- Tujuan Tugas: Tulis lanjutan ulasan film Dr. Strange di bawah, dimulai tepat setelah kalimat terakhirnya.

- Kutipan Dokumen:
[REVIEW] Dr. Strange: Sulap Jalanan Versi Marvel




Dr. Strange, rilis pada tanggal 27 Oktober lalu merupakan salah satu film keluaran Marvel Studio yang paling ambisius secara visual sejauh ini. Dibintangi oleh Benedict Cumberbatch, yang sejauh ini seringnya kita lihat memainkan karakter jenius dan berengsek sama seperti perannya sebagai Dr. Stephen Strange (jangan lupa titel doktornya harus dicantumkan) di film ini, dan disutradarai oleh Scott Derrickson, yang sudah terbiasa directing film-film musim gugur dengan visual gelap. Sehinngga bisa dibilang produksi dari film ini sangatlah aman.

Mungkin anda bertanya-tanya kenapa saya menyamakan Dr. Strange dengan sulap jalanan, well, mudah saja. Sama seperti sulap jalanan, film fantasy-adventure menggunakan efek visualnya yang ciamik sebagai pengalih pehatian dari plot, dan trik-trik sederhana yang ada dibaliknya.

Jangan salah, saya tidak beranggapan bahwa film ini jelek, sebaliknya saya cukup terhibur dan saya menyarankan anda segera menonton instalasi Marvel terbaru ini. Dr. Strange menyuguhkan aksi yang menghibur, epic score and sound design, dialog dengan komedi yang sassy dan pintar, dan tentu saja visual yang ditampilkan luar biasa cantik sehingga sepanjang film membuat saya ingin buka celana. Namun, film ini bukan tanpa cela.


Film ini menceritakan tentang perjalanan Dr. Stephen Strange, pria kaya raya yang terbaik dalam bidang pekerjaannya, jenius namun arogan, yang mengalami pengalaman hampir mati karena kelakuannya sendiri yang secara drastis merubah hidupnya, dan menemukan panggilan dan kehidupan baru sebagai seorang superhero dari tragedi tersebut. Kalau imej Tony Stark muncul setelah anda membaca rangkuman tersebut, anda tidak salah karena memang plotnya, terutama dalam first act-nya, sangat mirip dengan film Iron Man yang pertama. Hell, saya bisa menyebut Dr. Stephen Strange sebagai Tony Stark 2.0.

- Materi yang Ditampilkan:
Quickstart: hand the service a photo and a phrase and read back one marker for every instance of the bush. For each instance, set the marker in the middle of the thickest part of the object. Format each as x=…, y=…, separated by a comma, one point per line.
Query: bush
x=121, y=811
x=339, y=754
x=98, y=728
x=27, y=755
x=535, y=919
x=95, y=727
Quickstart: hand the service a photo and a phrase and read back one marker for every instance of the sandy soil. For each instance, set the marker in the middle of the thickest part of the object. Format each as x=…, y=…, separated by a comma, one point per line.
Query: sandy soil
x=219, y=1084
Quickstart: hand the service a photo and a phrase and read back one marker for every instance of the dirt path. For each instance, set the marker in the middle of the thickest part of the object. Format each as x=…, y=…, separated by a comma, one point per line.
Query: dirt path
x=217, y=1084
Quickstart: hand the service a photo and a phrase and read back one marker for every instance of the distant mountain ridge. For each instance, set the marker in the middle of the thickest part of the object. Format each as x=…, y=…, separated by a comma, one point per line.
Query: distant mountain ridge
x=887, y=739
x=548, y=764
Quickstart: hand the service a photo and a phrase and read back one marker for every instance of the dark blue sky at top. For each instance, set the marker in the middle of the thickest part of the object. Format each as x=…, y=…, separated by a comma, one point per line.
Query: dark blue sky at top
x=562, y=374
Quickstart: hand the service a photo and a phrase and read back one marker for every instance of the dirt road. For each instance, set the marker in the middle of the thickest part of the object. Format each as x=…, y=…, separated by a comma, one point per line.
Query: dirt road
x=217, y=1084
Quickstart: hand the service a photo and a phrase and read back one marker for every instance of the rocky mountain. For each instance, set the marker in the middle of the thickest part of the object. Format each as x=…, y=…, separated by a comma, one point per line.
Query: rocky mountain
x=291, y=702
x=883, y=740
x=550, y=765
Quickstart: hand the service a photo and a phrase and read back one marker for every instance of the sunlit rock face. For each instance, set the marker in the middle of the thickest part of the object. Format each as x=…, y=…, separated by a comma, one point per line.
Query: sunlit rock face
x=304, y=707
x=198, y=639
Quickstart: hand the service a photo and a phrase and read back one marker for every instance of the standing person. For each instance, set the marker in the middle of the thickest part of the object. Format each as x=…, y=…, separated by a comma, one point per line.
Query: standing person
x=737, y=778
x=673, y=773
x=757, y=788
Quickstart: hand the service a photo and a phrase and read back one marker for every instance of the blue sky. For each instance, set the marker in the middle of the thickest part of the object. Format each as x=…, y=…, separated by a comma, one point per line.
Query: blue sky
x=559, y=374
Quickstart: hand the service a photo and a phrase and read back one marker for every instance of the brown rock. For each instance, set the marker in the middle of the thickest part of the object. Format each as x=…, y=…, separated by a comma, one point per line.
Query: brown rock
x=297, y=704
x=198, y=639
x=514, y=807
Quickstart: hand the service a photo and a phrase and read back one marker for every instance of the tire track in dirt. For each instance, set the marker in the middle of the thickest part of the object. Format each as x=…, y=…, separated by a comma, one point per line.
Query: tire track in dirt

--

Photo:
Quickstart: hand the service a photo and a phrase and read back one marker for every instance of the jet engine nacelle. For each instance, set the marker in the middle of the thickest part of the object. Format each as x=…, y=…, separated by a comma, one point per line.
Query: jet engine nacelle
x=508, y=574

- Hasil Latihan:
Namun semua kesamaan itu menghilang setelah masuk 2nd act karena konflik dan motivasi yang mendorong kedua karakter terssebut juga beda jauh. Penggambaran karakter Dr. Strange sendiri lebih tragis dan gelap, didukung dengan tone dalam film yang lebih dramatis. Karena saya tidak mau spoiler cukup sampai situ saja. Ngomong-ngomong soal tone.


Mari kita bicarakan yang paling kentara; the visuals. Saya yakin sudah banyak pujian yang dilontarkan untuk aspek yang satu ini. Pujian datang terutama dari sisi CGI jadi saya tidak akan menambahkan komentar lagi selain bahwa saya ingin menonton film ini lagi dalam keadaan high. Beneran deh, selain cantik dan memukau visual yang disuguhkan oleh Ben Davis selaku cinematographer juga bersifat psychedelic. Bahkan dalam kondisi sadar pun kepala saya sering dibuat pusing selama menonton.

Yang membuat saya lebih tertarik dalam segi visual adalah, tone yang dipakai dalam film ini juga lebih gelap dari film-film MCU (Marvel Cinematic Universe) lainnya, which fits the theme perfectly. Bukan hanya itu, shots yang diambil memiliki komposisi yang memuaskan mata, lighting yang halus, dan tiap adegan diarahan dengan cermat. Ada satu adegan dimana Dr. Strange sedang sendirian dalam apartemen mewahnya dan berbincang dengan mantan kekasihnya Christine Palmer (diperankan oleh Rachel McAdams) dan Scott Derrick dengan pintar menggunakan hujan di background adegan tersebut. Dengan menampilkan dua karakter sekedar ngobrol, Derrick menggunakan hujan sebagai alat untuk menjaga agar mata penonton tidak kering dan saat adegan mencapai klimaks hujan yang hadir pada background membantu adegan itu makin dramatis. Clever.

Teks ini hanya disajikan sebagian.